## Task description:
Render the following lines as a JSON list of strings, one string per line, leaving out any blank lines.

## Data entries:
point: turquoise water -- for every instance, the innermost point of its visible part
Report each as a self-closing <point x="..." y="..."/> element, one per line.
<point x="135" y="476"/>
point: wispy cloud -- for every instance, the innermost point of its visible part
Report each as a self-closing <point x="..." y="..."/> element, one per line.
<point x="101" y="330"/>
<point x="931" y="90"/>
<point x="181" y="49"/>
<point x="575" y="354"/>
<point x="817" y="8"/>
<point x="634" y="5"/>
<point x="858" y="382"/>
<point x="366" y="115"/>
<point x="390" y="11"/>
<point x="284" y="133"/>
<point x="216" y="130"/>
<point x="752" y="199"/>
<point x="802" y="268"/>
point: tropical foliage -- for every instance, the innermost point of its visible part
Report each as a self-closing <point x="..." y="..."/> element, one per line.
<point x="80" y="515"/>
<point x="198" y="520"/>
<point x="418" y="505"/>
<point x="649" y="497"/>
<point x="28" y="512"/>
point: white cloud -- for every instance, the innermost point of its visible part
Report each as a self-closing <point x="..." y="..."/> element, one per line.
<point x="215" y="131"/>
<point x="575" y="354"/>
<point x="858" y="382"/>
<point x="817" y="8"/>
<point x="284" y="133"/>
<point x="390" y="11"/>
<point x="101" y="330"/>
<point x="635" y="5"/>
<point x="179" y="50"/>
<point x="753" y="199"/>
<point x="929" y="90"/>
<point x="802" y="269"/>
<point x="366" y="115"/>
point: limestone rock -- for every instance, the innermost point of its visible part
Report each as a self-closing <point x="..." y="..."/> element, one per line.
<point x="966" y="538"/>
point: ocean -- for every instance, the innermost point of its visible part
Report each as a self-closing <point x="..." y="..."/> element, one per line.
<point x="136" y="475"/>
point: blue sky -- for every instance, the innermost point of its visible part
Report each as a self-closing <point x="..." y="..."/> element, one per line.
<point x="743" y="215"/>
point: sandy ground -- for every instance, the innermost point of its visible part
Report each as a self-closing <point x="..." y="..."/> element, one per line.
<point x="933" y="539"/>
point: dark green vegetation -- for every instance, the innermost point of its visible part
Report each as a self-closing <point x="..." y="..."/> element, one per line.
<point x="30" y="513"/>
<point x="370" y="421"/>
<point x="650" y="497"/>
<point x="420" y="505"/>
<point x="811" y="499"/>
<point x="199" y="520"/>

## Worked answer:
[
  "point: turquoise water -- for every instance, the innermost point of its visible part",
  "Report each as a self-closing <point x=\"...\" y=\"...\"/> element, one per line.",
  "<point x=\"135\" y=\"476\"/>",
  "point: wispy cloud -- for every instance, the innermost point of its visible part",
  "Report each as a self-closing <point x=\"...\" y=\"...\"/> element, one per line.",
  "<point x=\"101\" y=\"330\"/>",
  "<point x=\"931\" y=\"90\"/>",
  "<point x=\"181\" y=\"49\"/>",
  "<point x=\"575\" y=\"354\"/>",
  "<point x=\"817\" y=\"8\"/>",
  "<point x=\"634\" y=\"5\"/>",
  "<point x=\"858\" y=\"382\"/>",
  "<point x=\"366\" y=\"115\"/>",
  "<point x=\"390\" y=\"11\"/>",
  "<point x=\"284\" y=\"133\"/>",
  "<point x=\"216\" y=\"130\"/>",
  "<point x=\"752\" y=\"199\"/>",
  "<point x=\"802\" y=\"268\"/>",
  "point: tropical foliage -- for every instance, the innermost point of its visible part",
  "Report each as a self-closing <point x=\"...\" y=\"...\"/> element, one per line.",
  "<point x=\"80\" y=\"515\"/>",
  "<point x=\"198\" y=\"520\"/>",
  "<point x=\"418\" y=\"505\"/>",
  "<point x=\"649\" y=\"497\"/>",
  "<point x=\"28\" y=\"512\"/>",
  "point: white cloud -- for every instance, the innermost point of its visible part",
  "Report each as a self-closing <point x=\"...\" y=\"...\"/> element, one per line.",
  "<point x=\"215\" y=\"131\"/>",
  "<point x=\"575\" y=\"354\"/>",
  "<point x=\"858\" y=\"382\"/>",
  "<point x=\"817\" y=\"8\"/>",
  "<point x=\"284\" y=\"133\"/>",
  "<point x=\"390\" y=\"11\"/>",
  "<point x=\"101\" y=\"330\"/>",
  "<point x=\"635\" y=\"5\"/>",
  "<point x=\"179\" y=\"50\"/>",
  "<point x=\"753\" y=\"199\"/>",
  "<point x=\"929\" y=\"90\"/>",
  "<point x=\"802\" y=\"269\"/>",
  "<point x=\"366\" y=\"115\"/>",
  "point: limestone rock -- for every instance, the innermost point of its visible part",
  "Report each as a self-closing <point x=\"...\" y=\"...\"/> element, one per line.",
  "<point x=\"966\" y=\"538\"/>",
  "point: ocean -- for every instance, the innermost point of its visible part",
  "Report each as a self-closing <point x=\"...\" y=\"...\"/> element, one per line.",
  "<point x=\"136\" y=\"475\"/>",
  "point: blue sky -- for every instance, the innermost point of its visible part",
  "Report each as a self-closing <point x=\"...\" y=\"...\"/> element, one per line.",
  "<point x=\"743\" y=\"215\"/>",
  "point: sandy ground -- for every instance, the innermost point of its visible part",
  "Report each as a self-closing <point x=\"...\" y=\"...\"/> element, one per line.",
  "<point x=\"933\" y=\"539\"/>",
  "point: dark green vegetation -- for every instance, the innermost point of its visible part",
  "Report each as a self-closing <point x=\"...\" y=\"...\"/> element, one per line.",
  "<point x=\"30\" y=\"513\"/>",
  "<point x=\"370\" y=\"421\"/>",
  "<point x=\"650\" y=\"497\"/>",
  "<point x=\"420\" y=\"505\"/>",
  "<point x=\"811\" y=\"499\"/>",
  "<point x=\"199\" y=\"520\"/>"
]